:: Показанный отрывок ::

Ну и для Убогого Стругацких в довесок. Личное свидетельство так сказать. Здесь приведены не самые худшие высказывания Стругацких об СССР. Тех я не нашёл. Может ещё найду. Но и этих достаточно.
А у самих братьев А. и Б. получалось? Печатали? Печатали. «Сказку о Тройке» в журнале «Ангара» (тираж 4 тысячи экземпляров), «Улитку на склоне», в журнале «Байкал» (тираж 10тысяч экземпляров). После чего успешно изымали эти журналы из библиотек. Не печатали? Не печатали. Более двадцати лет пролежали без движения «Гадкие лебеди» («Время дождя»), «Град обреченный».

:::
:: Фрагменты данных ::

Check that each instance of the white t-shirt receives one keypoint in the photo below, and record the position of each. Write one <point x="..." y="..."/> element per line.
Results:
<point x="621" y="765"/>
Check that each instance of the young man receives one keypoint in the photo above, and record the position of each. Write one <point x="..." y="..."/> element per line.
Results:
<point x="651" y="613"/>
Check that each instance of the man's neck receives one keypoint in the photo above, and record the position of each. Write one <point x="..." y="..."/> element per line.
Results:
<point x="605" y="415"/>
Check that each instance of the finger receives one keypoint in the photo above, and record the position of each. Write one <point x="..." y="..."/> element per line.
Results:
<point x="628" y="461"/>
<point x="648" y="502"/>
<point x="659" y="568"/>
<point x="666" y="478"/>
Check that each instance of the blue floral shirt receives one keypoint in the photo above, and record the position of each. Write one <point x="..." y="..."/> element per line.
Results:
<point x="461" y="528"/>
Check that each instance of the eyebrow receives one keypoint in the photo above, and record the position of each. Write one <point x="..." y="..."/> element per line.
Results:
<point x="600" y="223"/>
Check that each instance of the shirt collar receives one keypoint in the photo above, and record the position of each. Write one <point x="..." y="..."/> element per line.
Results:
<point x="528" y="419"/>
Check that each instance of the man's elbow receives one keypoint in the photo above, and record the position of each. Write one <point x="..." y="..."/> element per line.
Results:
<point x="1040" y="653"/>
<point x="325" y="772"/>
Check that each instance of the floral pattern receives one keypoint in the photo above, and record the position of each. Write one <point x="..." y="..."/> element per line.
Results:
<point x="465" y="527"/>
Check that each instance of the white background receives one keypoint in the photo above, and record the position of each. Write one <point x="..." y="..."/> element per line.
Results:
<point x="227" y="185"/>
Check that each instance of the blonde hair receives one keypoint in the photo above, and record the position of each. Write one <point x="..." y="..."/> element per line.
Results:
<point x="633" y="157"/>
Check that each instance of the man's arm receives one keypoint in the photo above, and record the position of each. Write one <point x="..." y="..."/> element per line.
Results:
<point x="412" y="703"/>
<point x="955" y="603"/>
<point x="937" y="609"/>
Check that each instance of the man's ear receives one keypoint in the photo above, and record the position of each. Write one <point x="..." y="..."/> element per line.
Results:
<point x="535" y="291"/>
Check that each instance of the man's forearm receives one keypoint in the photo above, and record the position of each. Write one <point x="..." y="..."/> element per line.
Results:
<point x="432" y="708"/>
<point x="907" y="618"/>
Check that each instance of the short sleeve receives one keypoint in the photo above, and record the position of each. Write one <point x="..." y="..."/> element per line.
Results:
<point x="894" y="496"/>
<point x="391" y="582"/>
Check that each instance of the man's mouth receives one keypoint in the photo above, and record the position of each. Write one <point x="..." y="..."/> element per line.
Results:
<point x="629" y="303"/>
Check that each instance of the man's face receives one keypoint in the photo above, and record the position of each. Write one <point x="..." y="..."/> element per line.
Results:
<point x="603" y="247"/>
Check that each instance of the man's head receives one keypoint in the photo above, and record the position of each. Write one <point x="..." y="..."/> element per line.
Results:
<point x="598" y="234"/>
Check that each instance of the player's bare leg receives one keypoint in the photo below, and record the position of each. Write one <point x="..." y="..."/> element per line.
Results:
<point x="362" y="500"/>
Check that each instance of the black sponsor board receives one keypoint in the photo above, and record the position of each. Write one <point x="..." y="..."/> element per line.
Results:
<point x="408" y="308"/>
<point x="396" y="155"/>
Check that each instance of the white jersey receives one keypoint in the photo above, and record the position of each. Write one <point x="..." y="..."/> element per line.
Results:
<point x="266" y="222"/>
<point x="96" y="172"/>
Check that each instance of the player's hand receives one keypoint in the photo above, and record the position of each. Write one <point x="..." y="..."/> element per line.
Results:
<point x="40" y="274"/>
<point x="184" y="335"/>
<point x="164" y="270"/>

:::

Подхватите, пожалуйста, отрывок о Стругацких и продолжите его сразу после последнего предложения.

_Результат_
И все же судьба, помотав рукописи по ксероксам, машинописям, фотокопиям, выпустила их, наконец, в печать и в свет. В 1989 году у Стругацких вышло на 13 книг больше, чем за предыдущие двадцать лет. И в них, в этих книгах то, о чем хочется. И в них так, как хочется...
Тогда, в то время, мы, конечно, представления не имели, что пишем в соответствии с какой-то триадой. Из сталинского средневековья мы вылупились готовенькими, свеженькими идеалистами, которые смотрели на мир честными, голубыми и вполне глупыми глазами. Мы чисто и свято верили во все догмы, которым нас научили. У нас не было за душой и тени сомнения, нам абсолютно нечего было скрывать, нам совершенно не нужны были какие бы то ни было подтексты.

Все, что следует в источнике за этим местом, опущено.